There is one way to justify spending 800+ euros on a Lego set, but you need to keep the box closed. In a few years, as a collector's item, the set will easily be worth thousands of euros. Lego has become an investment tool, much like some art and whiskey. I recently saw an earlier version of the Millennium Falcon on Amazon priced at 8,000 euros. It has since been sold.
A second potential issue with Lego's rise is its core product: plastics. As a company, Lego has set ambitious sustainability goals. "Lego faces a more complex problem than other consumer businesses, though — for this Danish company, plastics are not the packaging, they are the product." (source)
A year ago, Lego launched the largest, "sustainable" set to date, the treehouse. Instead of petroleum-based plastics, sets like this use plant-based plastics. It is worth noting that bio-based plastics may be worse for the environment than traditional plastics. They definitely contribute to plastic waste once you decide to get rid of your toys and cannot sell them.
Fortunately, Lego's bricks are timeless. The bricks from my youth work seamlessly with the brand new ones my son plays with. We have Duplos that are first, second, third and more-hand and we will soon sell (or give away) all of them, as my youngest son also transitions to the smaller bricks. The secondary marketplace for Legos is so big that Lego bought the biggest marketplace last year, to considerable criticism.
Ultimately, however, Lego is a storytelling device. The bricks, the shops, they all tell stories and help children (and grown-ups) to create worlds and new ideas.
Lego's very best storytelling, if you ask me, is done through its movies and series. If you haven't watched Lego: The Movie, The Lego Ninjago Movie (and the multi-season series based on the same characters) or any of the other movies they've made, go to Netflix or Disney+ right now. Especially the Ninjago series has some very strong seasons that are full of references to other films, mythology and cultural ideas. The Lego movies are witty and may (or not) contain social and political commentary that makes them edgy and relevant.
Currently, we're addicted to the Lego Disney+ Star Wars series The Freemaker Adventures. It's funny, engaging, well-produced, and a perfect introduction into the larger Star Wars franchise for a six-year-old and his father. Its soundtrack, composed by Michael Kramer, even works seamlessly with elements of the original John Williams music.

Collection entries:
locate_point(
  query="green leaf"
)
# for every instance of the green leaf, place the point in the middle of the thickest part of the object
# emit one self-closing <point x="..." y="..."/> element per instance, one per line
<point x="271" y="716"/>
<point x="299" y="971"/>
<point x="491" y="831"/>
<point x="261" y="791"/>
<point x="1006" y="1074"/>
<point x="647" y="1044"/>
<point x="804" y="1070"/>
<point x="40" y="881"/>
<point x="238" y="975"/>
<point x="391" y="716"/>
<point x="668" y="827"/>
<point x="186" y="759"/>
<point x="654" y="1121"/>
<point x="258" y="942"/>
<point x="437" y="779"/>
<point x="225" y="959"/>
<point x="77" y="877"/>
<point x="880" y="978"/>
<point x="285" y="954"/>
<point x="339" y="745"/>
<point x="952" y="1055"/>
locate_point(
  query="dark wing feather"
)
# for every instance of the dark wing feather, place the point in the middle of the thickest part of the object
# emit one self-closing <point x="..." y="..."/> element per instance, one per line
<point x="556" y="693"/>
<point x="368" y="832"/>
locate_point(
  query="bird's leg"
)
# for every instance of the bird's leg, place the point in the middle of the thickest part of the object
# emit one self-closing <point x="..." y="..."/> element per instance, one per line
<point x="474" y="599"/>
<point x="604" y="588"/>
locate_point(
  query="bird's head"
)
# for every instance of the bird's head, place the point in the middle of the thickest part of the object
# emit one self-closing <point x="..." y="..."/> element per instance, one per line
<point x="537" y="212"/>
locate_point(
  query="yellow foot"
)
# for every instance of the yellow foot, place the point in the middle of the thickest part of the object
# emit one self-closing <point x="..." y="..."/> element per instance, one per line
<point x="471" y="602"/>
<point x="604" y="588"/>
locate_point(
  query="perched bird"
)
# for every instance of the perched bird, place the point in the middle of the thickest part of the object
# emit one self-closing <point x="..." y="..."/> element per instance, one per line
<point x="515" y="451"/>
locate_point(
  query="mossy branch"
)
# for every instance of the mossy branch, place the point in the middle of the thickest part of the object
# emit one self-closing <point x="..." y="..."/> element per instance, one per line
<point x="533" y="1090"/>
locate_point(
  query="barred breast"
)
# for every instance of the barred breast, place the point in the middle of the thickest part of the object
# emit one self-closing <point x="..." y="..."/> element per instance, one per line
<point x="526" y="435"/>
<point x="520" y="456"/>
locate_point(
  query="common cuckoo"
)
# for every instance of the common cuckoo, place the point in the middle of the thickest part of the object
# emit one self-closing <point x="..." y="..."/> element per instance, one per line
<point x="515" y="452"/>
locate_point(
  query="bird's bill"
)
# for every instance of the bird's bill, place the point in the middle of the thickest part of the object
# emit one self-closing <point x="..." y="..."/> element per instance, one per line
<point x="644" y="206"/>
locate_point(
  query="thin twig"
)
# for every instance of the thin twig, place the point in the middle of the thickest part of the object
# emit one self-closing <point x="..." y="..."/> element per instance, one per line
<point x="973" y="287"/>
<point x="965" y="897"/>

Tasks to carry out:
1 > According to the Lego text, why does Lego face a more complex plastics problem than other consumer businesses? Answer in one to three sentences.
2 > In the Lego text, who composed the soundtrack for The Freemaker Adventures?
3 > Continue the text on Lego from its final sentence.

Written answers:
1 > For Lego, plastics are not merely the packaging but the product itself. Its sustainability goals therefore concern the very material from which its sets are made.

2 > Michael Kramer.

3 >
(It is probably worth noting that I'm not a Star Wars fan. I'm a fan of its cultural significance, though. As is many cases, I think the Lego spinoff is better than the original.)
The Lego universe is much larger than one newsletter can cover. I haven't discussed Lego ideas, the crowdsourcing platform that gives fans a chance to have their ideas become an official Lego product. Or the joy of watching speed builds on YouTube and the anticipation for the 2021 modular building.
I may talk about this, and more another time. What's left for this week is to congratulate the twenty new leaders who graduated from the Leadership in Culture programme in Utrecht, the Netherlands this week. I had the pleasure of working with this group in my first physical, COVID-era workshop. The challenges of their jobs are formidable. Having met some of them afterwards to learn more about their work and ideas, however, I know they will face these with creativity and cultural innovations that will amaze us.
It is worth remembering that, in the words of Erik Schilp, "Leadership is no longer reserved for leaders. Good leadership is a responsibility of all of us." Equally, cultural leadership and cultural innovation do not happen in the cultural sector exclusively. To me, Lego is both an approach and inspiration for the future.
Thanks for reading, subscribing, forwarding and replying. I hope you have a wonderful week!